- Work instruction
Transcribe the entries exactly. Omit the pictures.

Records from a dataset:
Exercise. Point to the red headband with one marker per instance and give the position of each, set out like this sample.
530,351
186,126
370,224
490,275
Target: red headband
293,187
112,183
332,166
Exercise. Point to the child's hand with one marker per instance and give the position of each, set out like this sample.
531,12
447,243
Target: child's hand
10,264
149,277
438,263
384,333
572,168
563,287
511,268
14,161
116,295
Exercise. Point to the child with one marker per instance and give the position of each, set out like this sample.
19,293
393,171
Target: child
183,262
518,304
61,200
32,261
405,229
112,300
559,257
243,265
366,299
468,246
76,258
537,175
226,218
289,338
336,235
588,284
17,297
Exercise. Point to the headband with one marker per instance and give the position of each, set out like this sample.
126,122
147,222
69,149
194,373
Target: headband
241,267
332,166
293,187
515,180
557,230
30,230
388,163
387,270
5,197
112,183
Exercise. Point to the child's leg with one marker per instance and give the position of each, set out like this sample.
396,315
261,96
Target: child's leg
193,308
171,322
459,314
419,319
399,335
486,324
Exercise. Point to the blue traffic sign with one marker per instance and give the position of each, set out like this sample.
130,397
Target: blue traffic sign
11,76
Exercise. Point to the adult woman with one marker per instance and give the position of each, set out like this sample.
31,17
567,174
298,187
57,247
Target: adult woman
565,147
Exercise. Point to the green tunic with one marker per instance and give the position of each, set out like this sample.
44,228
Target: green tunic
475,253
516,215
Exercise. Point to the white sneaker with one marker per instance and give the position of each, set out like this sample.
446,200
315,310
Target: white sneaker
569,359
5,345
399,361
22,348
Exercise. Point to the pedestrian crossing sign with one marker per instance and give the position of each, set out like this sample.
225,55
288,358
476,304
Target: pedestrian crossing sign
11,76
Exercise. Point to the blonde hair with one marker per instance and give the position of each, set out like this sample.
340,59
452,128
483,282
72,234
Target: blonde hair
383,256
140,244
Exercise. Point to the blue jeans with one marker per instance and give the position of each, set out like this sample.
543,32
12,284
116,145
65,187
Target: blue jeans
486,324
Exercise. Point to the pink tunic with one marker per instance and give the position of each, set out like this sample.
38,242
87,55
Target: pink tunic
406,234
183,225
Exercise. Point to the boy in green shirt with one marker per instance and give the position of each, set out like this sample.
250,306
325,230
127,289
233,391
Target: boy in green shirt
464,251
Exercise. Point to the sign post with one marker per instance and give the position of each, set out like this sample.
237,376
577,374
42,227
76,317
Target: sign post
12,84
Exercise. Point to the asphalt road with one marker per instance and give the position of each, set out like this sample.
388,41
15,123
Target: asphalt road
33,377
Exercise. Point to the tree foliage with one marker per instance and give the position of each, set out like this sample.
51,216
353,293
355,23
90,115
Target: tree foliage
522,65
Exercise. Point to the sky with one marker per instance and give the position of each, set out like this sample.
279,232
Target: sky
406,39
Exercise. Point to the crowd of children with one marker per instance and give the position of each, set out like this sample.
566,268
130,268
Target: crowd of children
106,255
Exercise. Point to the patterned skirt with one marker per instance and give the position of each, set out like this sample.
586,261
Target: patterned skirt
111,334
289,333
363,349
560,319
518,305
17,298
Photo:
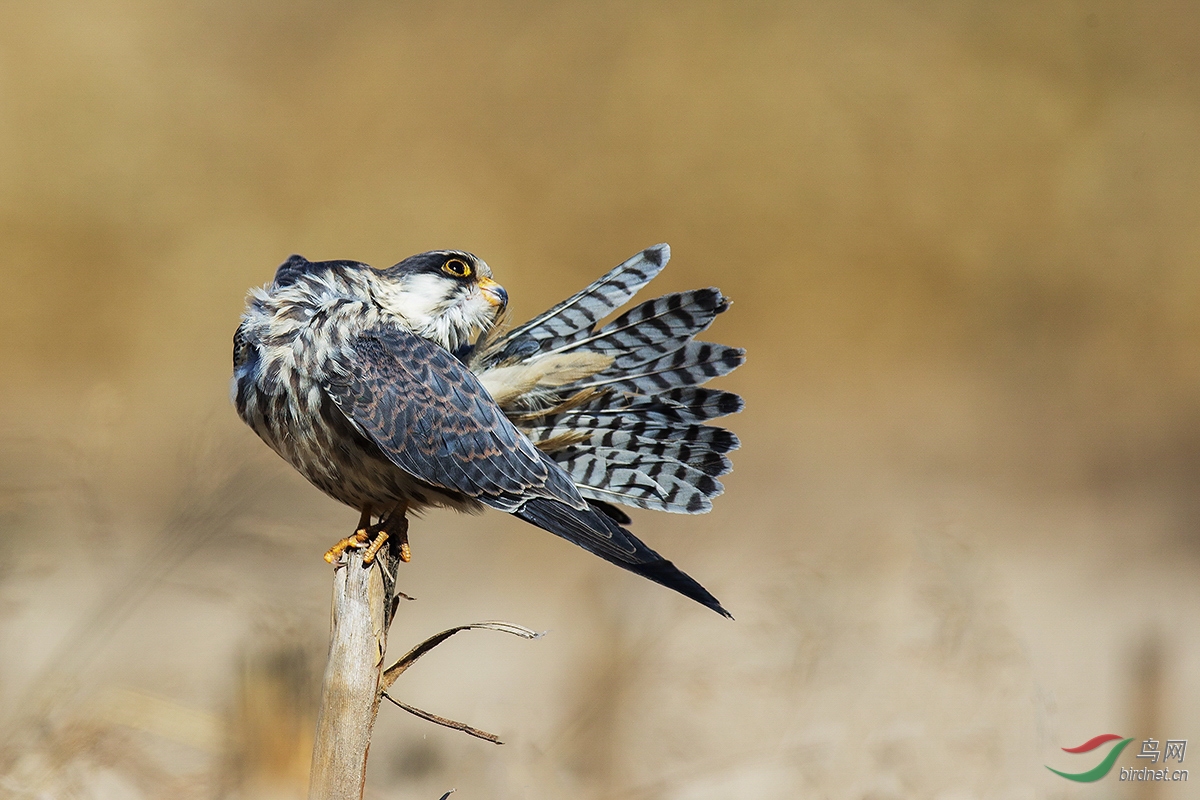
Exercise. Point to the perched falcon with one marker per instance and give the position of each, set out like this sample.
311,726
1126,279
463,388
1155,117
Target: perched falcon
395,390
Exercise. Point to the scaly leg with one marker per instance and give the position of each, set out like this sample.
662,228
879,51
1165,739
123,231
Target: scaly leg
396,524
358,539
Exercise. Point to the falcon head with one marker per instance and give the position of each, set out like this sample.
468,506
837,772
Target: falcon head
445,295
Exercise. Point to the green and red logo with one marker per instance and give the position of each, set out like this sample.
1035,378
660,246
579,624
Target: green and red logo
1101,769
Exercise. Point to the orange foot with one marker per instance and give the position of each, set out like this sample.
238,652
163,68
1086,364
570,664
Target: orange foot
373,537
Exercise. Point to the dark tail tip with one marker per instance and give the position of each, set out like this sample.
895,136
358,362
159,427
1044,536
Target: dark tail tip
672,577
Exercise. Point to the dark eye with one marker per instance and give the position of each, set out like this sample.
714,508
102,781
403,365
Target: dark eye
457,268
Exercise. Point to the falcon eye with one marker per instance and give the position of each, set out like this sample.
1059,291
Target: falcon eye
457,268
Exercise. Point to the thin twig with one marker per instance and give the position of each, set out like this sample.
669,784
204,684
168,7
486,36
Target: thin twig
409,659
449,723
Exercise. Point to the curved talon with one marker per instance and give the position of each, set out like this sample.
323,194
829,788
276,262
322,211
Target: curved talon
375,546
358,539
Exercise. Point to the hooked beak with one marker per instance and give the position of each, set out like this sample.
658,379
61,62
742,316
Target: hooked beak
493,293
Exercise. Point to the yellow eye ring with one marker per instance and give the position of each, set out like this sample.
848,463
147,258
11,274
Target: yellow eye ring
457,268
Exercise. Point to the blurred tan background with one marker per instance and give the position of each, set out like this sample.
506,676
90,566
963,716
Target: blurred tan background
963,531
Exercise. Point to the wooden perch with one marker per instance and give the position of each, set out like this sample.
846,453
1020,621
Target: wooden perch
365,601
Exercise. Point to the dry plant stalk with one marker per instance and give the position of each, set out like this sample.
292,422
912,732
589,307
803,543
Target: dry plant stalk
365,601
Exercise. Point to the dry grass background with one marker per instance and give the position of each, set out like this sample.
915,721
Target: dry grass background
964,528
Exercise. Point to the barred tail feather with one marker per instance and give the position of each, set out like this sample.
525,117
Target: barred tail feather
576,317
598,533
628,423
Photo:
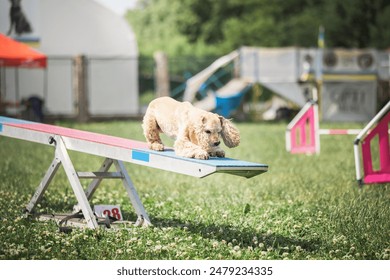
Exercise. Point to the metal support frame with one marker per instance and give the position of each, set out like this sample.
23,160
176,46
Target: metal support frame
83,197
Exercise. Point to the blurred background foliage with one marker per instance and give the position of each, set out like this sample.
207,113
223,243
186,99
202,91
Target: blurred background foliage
216,27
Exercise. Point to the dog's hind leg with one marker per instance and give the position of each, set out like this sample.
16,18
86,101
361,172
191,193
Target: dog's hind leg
152,133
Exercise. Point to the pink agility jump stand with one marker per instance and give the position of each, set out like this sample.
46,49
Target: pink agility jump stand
380,132
302,133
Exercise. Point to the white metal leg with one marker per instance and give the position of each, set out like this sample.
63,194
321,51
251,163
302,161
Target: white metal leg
44,184
78,190
143,218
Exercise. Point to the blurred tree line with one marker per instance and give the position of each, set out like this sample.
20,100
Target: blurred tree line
216,27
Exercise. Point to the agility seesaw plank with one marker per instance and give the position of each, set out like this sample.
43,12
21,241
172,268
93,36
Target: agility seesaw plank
126,150
116,151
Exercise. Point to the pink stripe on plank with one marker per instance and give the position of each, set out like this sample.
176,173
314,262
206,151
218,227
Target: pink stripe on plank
82,135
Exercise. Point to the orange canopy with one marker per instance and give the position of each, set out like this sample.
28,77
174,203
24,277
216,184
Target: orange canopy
15,54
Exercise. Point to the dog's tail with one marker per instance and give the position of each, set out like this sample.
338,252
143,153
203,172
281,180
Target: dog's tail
230,134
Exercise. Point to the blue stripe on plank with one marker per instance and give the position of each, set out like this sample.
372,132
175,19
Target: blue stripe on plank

- Your solution
Exercise. Point to the red headband with one marker per instance and give the position of each, set out like this sample.
530,351
186,126
370,224
490,275
Target: red headband
293,187
112,183
332,166
Exercise. Point to the child's hand with one marker per instance and give the position of each, set out like this sample.
531,12
447,243
Target: child's hand
10,264
149,277
438,263
384,333
572,168
563,287
511,268
14,161
116,295
Exercise. Point to the child with one marker per instance and give the position of each, set out like this sample.
19,293
393,171
Target: child
183,262
518,304
61,200
32,261
405,229
112,300
559,257
243,265
366,299
468,246
76,258
537,175
226,218
289,338
336,235
588,284
17,297
Exercise. Point to the headband with one marker per instance and give the position of each, set out like this sample.
126,122
147,222
69,149
194,373
Target: headband
241,267
332,166
293,187
515,180
557,230
30,230
388,163
387,270
5,197
112,183
Exercise. Point to the child's leg with one marker per instance and give the position of each, set out like this sample.
396,315
261,96
Target: child's leg
193,308
171,322
459,314
419,319
399,335
486,324
Exercise. Point to the blue traffic sign with one marker per instance and give the position of each, set out like this sample.
130,397
Target: blue traffic sign
11,76
Exercise. Point to the adult woman with one marker per instance and give the position of each, set out like this sample.
31,17
567,174
298,187
57,247
Target: adult woman
565,147
Exercise. Point to the green tunic with one marker per instance and give the position of each, set out like this sample.
44,228
Target: green tunic
475,253
516,215
Exercise. Point to the white sneaker with one marker per instance and give the position of each, set out like this sample.
446,200
315,310
Target: white sneaker
569,359
5,345
399,361
22,348
Exercise. Point to the pedestrian crossing sign with one marker per instance and give the position of each, set out like this sample.
225,55
288,358
476,304
Target: pedestrian crossing sign
11,76
Exercise. Point to the blonde hair with one marker per instance and give the position of each, set out like this sample.
340,59
452,128
483,282
72,234
Target: blonde hair
383,256
140,244
Exercise. Point to the blue jeans with one marker per instance and give the position of each, set out like this sample.
543,32
12,284
116,145
65,187
Target: blue jeans
486,324
Exercise. Point to the pink tunic with one marker per instance and give the position of each, set out like this sample.
38,242
87,55
Target: pink tunic
406,234
183,225
Exercise. Point to the boy in green shirt with one marker per instance and give the position of each, set out like this sample.
250,306
325,230
127,289
233,391
Target: boy in green shirt
464,251
Exercise. Point to the sign post with one marker per instance and give the position of each, set out like this sample.
237,376
577,374
42,227
76,317
Target: sign post
12,84
Exercise. Point to the asphalt road with one marker per instance and give the position of each, set out like this sample.
388,41
15,123
Target: asphalt road
33,377
Exercise. Point to the tree foliage with one marker per instance and give the position of each, set out like this sample.
51,216
353,293
355,23
90,115
Target: tree foliage
522,65
Exercise. Point to the sky with one marker per instance and give the position of each, set out like this sample.
279,232
Target: sky
406,39
Exercise. Point to the crowd of children with one marker per instance and give the position of each, set out like this sample.
566,268
130,268
Target: crowd of children
106,255
Exercise. Point to the patterned skirt with one marker per instance and give the position of each, set out like this sample.
586,261
Target: patterned skirt
111,334
289,333
363,349
560,319
518,305
17,298
Photo:
Exercise. Point to the perched falcon with one marker per instance and give the position of each, set out like this sample.
311,726
1126,279
463,388
1155,117
Target: perched falcon
395,390
Exercise. Point to the scaly leg with one marker per instance and give the position of each, set out like this sample.
662,228
879,51
1165,739
123,231
Target: scaly leg
396,524
358,539
Exercise. Point to the falcon head with one marker per instance and give the position of each, set out like this sample.
468,506
837,772
Target: falcon head
445,295
Exercise. Point to the green and red logo with one marker per instance and give the position of each, set out like this sample.
1035,378
660,246
579,624
Target: green and red logo
1101,769
Exercise. Point to the orange foot with one marker per instance and give the position of each, set out like this sample.
238,652
163,68
1086,364
570,664
Target: orange foot
373,537
Exercise. Point to the dark tail tip with one marker per instance and give the position of each, set out like this sample.
895,136
358,362
159,427
1044,536
Target: dark tail tip
672,577
Exercise. Point to the dark eye with one marker per instance and give the position of each, set out like this sample.
714,508
102,781
403,365
Target: dark eye
457,268
Exercise. Point to the falcon eye with one marker per instance and give the position of each, set out like this sample.
1059,291
Target: falcon eye
457,268
Exercise. Point to the thin twig with one marker per instance and give the position of each, set out like this sample.
669,784
204,684
168,7
486,36
Target: thin twig
409,659
449,723
Exercise. Point to the curved talon with one marker per instance and give the position of each, set out like this sample.
323,194
829,788
276,262
322,211
Target: curved talon
375,546
358,539
Exercise. Point to the hooked beak with one marker per instance and give the position of each, set out like this sample.
658,379
61,62
742,316
Target: hooked beak
493,293
Exercise. Point to the yellow eye ring with one marker per instance and give the position of each, set out like this sample.
848,463
147,258
11,274
Target: yellow eye ring
457,268
Exercise. Point to the blurred tan background with one marker per instance and give the position of each, set out like this sample.
506,676
90,566
963,716
Target: blurred tan background
963,531
Exercise. Point to the wooden perch with one marker per instance and give the position of each, set out like this sample.
846,453
1020,621
Target: wooden perch
365,601
Exercise. Point to the dry plant stalk with one marker per instance and give the position of each, set out like this sample.
292,422
912,732
589,307
803,543
Target: dry plant stalk
365,601
Exercise. Point to the dry grass background with one marker per instance and give the position of each, set out like this sample.
915,721
Target: dry grass background
964,528
Exercise. Point to the barred tail feather with one marker per instance and give the position of each, set out like this sample.
525,117
Target: barred tail feather
576,317
598,533
628,423
Photo:
Exercise. Point to the metal support frame with one marker per instance and give the position of each, set out like this sample.
23,160
176,46
Target: metal support frame
83,197
Exercise. Point to the blurred background foliage with one marker per instance and give the position of each, set out like this sample.
207,113
223,243
186,99
202,91
Target: blurred background foliage
216,27
Exercise. Point to the dog's hind leg with one marker per instance and give the position of each, set out like this sample.
16,18
86,101
361,172
191,193
Target: dog's hind leg
152,133
Exercise. Point to the pink agility jump stand with one marker per instance and give the position of each, set out like this sample.
46,49
Target: pink agility jump stand
380,132
302,133
Exercise. Point to the white metal leg with one marker per instance and give the position of each, set out like this sample.
63,194
321,51
251,163
302,161
Target: white metal leg
44,184
78,190
143,218
Exercise. Point to the blurred tree line with one marker per instance and give the position of each, set out like this sample.
20,100
Target: blurred tree line
216,27
Exercise. Point to the agility seesaw plank with one marker per instance and give the position of each, set out like this sample.
43,12
21,241
172,268
93,36
Target: agility seesaw plank
126,150
116,151
Exercise. Point to the pink stripe on plank with one marker per instance and give the position of each, set out like this sample.
176,173
314,262
206,151
218,227
Target: pink stripe on plank
82,135
Exercise. Point to the orange canopy with one marker per instance and give the position of each, set out like this sample.
28,77
174,203
24,277
216,184
Target: orange canopy
15,54
Exercise. Point to the dog's tail with one marker per instance and give the position of each, set out like this sample.
338,252
143,153
203,172
281,180
Target: dog's tail
230,134
Exercise. Point to the blue stripe on plank with one marker per instance and give the position of each, set out like this sample.
372,132
175,19
Target: blue stripe on plank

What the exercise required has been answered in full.